* start *
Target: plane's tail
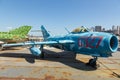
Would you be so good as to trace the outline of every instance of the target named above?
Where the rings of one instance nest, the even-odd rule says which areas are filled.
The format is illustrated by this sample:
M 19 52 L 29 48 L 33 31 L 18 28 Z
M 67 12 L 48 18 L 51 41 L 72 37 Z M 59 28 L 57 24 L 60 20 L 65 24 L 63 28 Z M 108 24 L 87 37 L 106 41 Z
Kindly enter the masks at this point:
M 9 33 L 10 34 L 15 34 L 15 35 L 27 35 L 28 32 L 30 31 L 32 27 L 31 26 L 21 26 L 19 28 L 16 28 L 16 29 L 13 29 L 13 30 L 10 30 Z
M 46 40 L 46 39 L 50 36 L 50 34 L 49 34 L 48 31 L 44 28 L 43 25 L 41 26 L 41 31 L 42 31 L 44 40 Z

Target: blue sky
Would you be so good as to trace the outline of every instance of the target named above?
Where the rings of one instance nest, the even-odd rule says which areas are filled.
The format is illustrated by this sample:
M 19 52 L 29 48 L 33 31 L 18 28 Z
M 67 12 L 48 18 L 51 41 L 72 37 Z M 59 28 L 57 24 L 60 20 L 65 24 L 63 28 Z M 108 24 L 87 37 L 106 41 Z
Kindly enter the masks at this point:
M 0 0 L 0 31 L 22 25 L 53 34 L 79 26 L 120 25 L 120 0 Z

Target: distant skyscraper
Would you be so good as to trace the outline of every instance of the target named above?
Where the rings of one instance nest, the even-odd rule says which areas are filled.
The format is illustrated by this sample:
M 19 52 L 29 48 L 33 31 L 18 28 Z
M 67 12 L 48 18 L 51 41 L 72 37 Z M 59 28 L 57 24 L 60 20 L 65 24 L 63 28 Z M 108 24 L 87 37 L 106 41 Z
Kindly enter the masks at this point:
M 114 25 L 112 26 L 112 30 L 115 30 L 115 26 Z
M 95 26 L 95 31 L 101 32 L 102 31 L 102 26 Z
M 117 34 L 120 35 L 120 26 L 117 26 Z

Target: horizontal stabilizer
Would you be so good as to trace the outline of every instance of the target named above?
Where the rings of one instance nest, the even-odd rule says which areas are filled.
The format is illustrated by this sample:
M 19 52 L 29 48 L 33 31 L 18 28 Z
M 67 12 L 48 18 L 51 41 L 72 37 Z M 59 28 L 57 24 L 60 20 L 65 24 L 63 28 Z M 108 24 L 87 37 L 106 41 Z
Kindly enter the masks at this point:
M 74 43 L 72 40 L 60 40 L 60 41 L 44 41 L 44 42 L 24 42 L 24 43 L 13 43 L 3 44 L 3 47 L 17 47 L 25 45 L 51 45 L 51 44 L 71 44 Z

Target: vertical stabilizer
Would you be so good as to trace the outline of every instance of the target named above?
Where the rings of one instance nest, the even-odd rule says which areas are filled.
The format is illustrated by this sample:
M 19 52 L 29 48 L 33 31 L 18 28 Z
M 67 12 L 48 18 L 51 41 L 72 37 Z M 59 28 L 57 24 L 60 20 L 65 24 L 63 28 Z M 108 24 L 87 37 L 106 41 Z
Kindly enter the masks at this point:
M 46 40 L 46 39 L 50 36 L 50 34 L 49 34 L 48 31 L 44 28 L 43 25 L 41 26 L 41 31 L 42 31 L 44 40 Z

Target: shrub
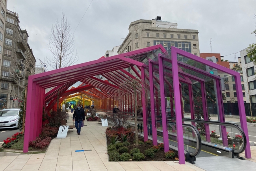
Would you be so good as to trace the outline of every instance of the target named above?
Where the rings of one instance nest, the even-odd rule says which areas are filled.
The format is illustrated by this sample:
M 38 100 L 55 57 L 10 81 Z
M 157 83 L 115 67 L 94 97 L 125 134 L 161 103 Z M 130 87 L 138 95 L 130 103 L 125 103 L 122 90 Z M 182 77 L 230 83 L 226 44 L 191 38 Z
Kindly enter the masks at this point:
M 161 143 L 160 144 L 159 144 L 158 145 L 158 147 L 159 147 L 159 149 L 160 149 L 161 150 L 163 150 L 163 143 Z
M 108 147 L 108 151 L 116 151 L 117 148 L 115 147 L 115 145 L 110 145 Z
M 130 143 L 128 142 L 128 141 L 126 141 L 125 142 L 124 142 L 122 143 L 122 145 L 124 145 L 124 146 L 128 146 L 130 145 Z
M 122 143 L 116 143 L 115 145 L 115 147 L 117 149 L 118 149 L 124 146 L 123 144 Z
M 129 149 L 128 149 L 128 148 L 126 147 L 122 147 L 118 150 L 118 151 L 119 151 L 119 153 L 128 153 L 128 151 L 129 151 Z
M 129 161 L 130 159 L 132 158 L 132 156 L 129 153 L 124 153 L 120 157 L 120 160 L 122 161 L 123 162 L 126 162 Z
M 154 152 L 155 153 L 158 152 L 159 151 L 159 147 L 158 145 L 154 145 L 151 148 L 154 150 Z
M 145 158 L 144 154 L 141 153 L 137 153 L 134 154 L 132 160 L 134 161 L 140 161 Z
M 170 150 L 168 152 L 165 153 L 165 157 L 167 158 L 173 158 L 175 155 L 175 153 L 174 152 L 174 151 L 172 150 Z
M 140 153 L 139 149 L 138 148 L 134 148 L 130 152 L 130 154 L 131 156 L 133 156 L 135 154 L 137 153 Z
M 154 157 L 155 156 L 155 152 L 151 148 L 147 149 L 145 150 L 145 155 L 151 158 L 154 158 Z

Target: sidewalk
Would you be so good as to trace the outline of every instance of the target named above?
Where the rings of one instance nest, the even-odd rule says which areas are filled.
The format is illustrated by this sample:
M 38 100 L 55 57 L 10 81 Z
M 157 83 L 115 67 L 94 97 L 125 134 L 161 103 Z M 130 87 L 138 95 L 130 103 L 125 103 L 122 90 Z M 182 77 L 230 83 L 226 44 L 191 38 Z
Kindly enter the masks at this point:
M 73 125 L 72 114 L 69 114 L 68 123 Z M 108 162 L 104 133 L 106 127 L 86 120 L 84 125 L 81 135 L 74 129 L 66 138 L 52 140 L 46 153 L 0 157 L 0 171 L 204 170 L 188 162 L 181 165 L 171 161 Z M 88 151 L 75 151 L 80 150 Z

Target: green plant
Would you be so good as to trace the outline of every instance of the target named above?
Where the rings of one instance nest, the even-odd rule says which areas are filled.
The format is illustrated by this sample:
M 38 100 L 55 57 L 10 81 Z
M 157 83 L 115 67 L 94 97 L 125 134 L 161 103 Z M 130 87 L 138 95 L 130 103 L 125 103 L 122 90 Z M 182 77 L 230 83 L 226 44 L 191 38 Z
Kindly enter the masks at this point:
M 172 150 L 170 150 L 165 154 L 165 157 L 167 158 L 173 158 L 175 155 L 175 153 Z
M 115 145 L 115 147 L 117 148 L 117 149 L 118 149 L 119 148 L 123 146 L 124 145 L 122 143 L 116 143 Z
M 150 140 L 148 140 L 147 141 L 146 141 L 145 142 L 145 143 L 146 143 L 147 144 L 151 145 L 152 144 L 152 142 Z
M 108 147 L 108 151 L 116 151 L 117 148 L 115 145 L 110 145 Z
M 129 149 L 128 149 L 128 148 L 126 147 L 120 147 L 118 150 L 118 151 L 120 153 L 128 153 L 128 151 L 129 151 Z
M 145 158 L 144 155 L 141 153 L 135 153 L 132 156 L 132 160 L 133 161 L 140 161 L 144 158 Z
M 161 143 L 158 145 L 158 147 L 159 149 L 161 150 L 163 150 L 163 143 Z
M 117 139 L 117 138 L 118 138 L 118 137 L 117 136 L 115 138 L 114 136 L 112 136 L 111 138 L 109 138 L 109 140 L 110 140 L 110 143 L 111 144 L 114 145 L 116 143 L 120 142 L 119 140 L 120 140 L 121 138 L 119 138 L 119 139 Z
M 151 147 L 151 148 L 154 150 L 154 152 L 155 153 L 158 152 L 159 151 L 159 147 L 158 145 L 154 145 Z
M 121 136 L 122 137 L 122 141 L 123 142 L 125 142 L 126 141 L 127 141 L 128 140 L 127 139 L 127 136 L 128 136 L 128 134 L 124 135 L 122 134 L 121 134 Z
M 120 160 L 121 156 L 119 153 L 113 153 L 109 154 L 110 162 L 118 162 Z
M 124 145 L 124 146 L 128 146 L 130 145 L 130 143 L 128 142 L 128 141 L 126 141 L 122 143 L 122 144 Z
M 151 148 L 145 150 L 145 156 L 152 158 L 155 156 L 155 152 L 154 151 L 154 150 Z
M 120 157 L 120 160 L 123 162 L 126 162 L 129 161 L 130 159 L 132 158 L 132 156 L 129 153 L 124 153 L 121 155 Z
M 138 148 L 134 148 L 131 150 L 131 151 L 130 152 L 130 154 L 131 154 L 131 156 L 132 156 L 135 154 L 137 153 L 140 153 L 139 149 Z

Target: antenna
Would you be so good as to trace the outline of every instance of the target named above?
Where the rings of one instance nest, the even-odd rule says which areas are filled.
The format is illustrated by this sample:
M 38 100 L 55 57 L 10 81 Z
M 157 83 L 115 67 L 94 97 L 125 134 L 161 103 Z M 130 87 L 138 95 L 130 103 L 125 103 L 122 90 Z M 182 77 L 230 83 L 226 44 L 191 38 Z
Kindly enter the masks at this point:
M 211 45 L 211 53 L 212 53 L 212 49 L 211 48 L 211 42 L 213 42 L 213 41 L 211 41 L 211 39 L 212 38 L 210 39 L 210 45 Z

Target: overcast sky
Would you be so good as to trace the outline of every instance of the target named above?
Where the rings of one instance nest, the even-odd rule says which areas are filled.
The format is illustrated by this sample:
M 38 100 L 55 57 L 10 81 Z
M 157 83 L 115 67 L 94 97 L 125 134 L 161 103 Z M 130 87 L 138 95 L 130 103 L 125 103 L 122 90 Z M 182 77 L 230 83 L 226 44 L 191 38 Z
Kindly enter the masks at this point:
M 36 59 L 51 54 L 47 44 L 51 28 L 63 10 L 74 31 L 91 0 L 8 0 L 7 9 L 19 13 L 20 26 L 26 29 Z M 93 0 L 74 33 L 80 63 L 97 59 L 107 50 L 120 45 L 133 21 L 152 19 L 178 23 L 178 28 L 197 29 L 200 53 L 226 55 L 254 43 L 256 1 Z M 240 53 L 236 54 L 236 57 Z M 234 55 L 225 59 L 234 61 Z M 38 61 L 38 60 L 37 60 Z M 51 68 L 48 68 L 51 70 Z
* end *
Switch "outline" to "contour" in the lines from the one with "Target: overcast sky" through the end of the records, and reproduce those lines with nothing else altered.

→ Answer to this exercise:
Target: overcast sky
Would you be so good as to trace the contour of every instance of the target named above?
Where the rings of one instance nest, the even-odd rule says which areas are filled.
The format is illustrated by this sample:
M 38 100 L 55 57 L 10 81 Z
M 157 83 L 115 67 L 94 97 L 125 134 L 161 103 Z M 130 87 L 138 95 L 130 103 L 125 103 L 122 90 Z M 182 77 L 230 83 L 226 44 L 191 38 Z
Kindly enter the masks at this point:
M 36 59 L 51 54 L 47 44 L 51 28 L 63 10 L 74 31 L 91 0 L 8 0 L 7 9 L 19 13 L 20 26 L 26 29 Z M 93 0 L 74 33 L 80 63 L 97 59 L 107 50 L 120 45 L 133 21 L 152 19 L 178 23 L 178 28 L 197 29 L 200 53 L 226 55 L 254 43 L 256 1 Z M 240 53 L 236 54 L 236 57 Z M 234 55 L 225 59 L 234 61 Z M 38 61 L 38 60 L 37 60 Z M 51 68 L 48 68 L 51 70 Z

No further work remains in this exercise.